**Short problem**
Please extract every line of text from the material below word for word, leaving the picture out of your answer.

— start of Material for this task —

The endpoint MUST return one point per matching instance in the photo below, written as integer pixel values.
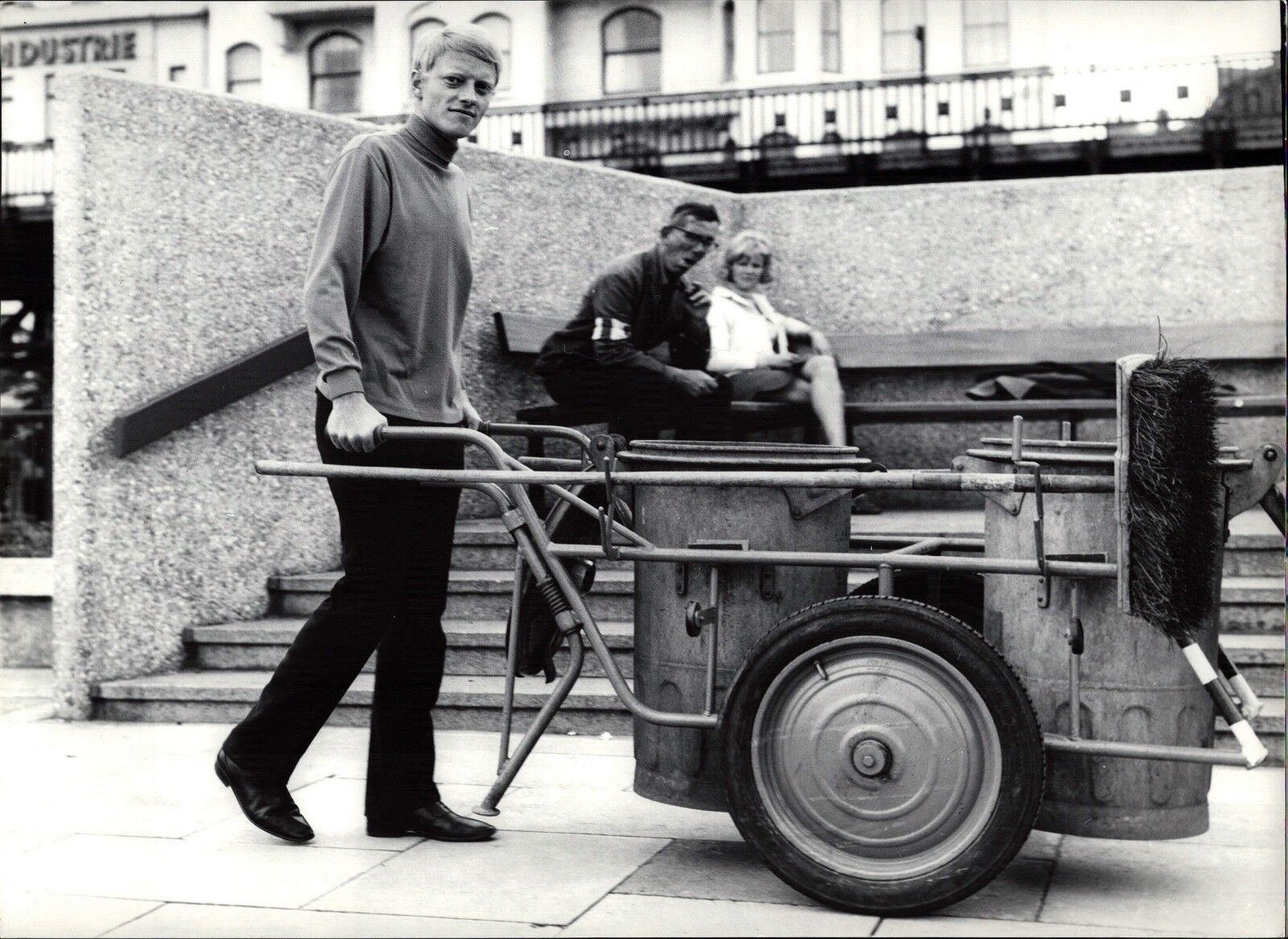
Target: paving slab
(195, 921)
(1167, 885)
(622, 915)
(712, 871)
(597, 810)
(523, 877)
(62, 917)
(959, 926)
(150, 868)
(724, 871)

— end of Material for this task —

**Exercise result**
The endpoint MUST return one point per matching instance in the photo below, written as integer pixel values.
Target: paving slab
(195, 921)
(1167, 885)
(622, 915)
(712, 871)
(597, 810)
(523, 877)
(62, 917)
(959, 926)
(150, 868)
(724, 871)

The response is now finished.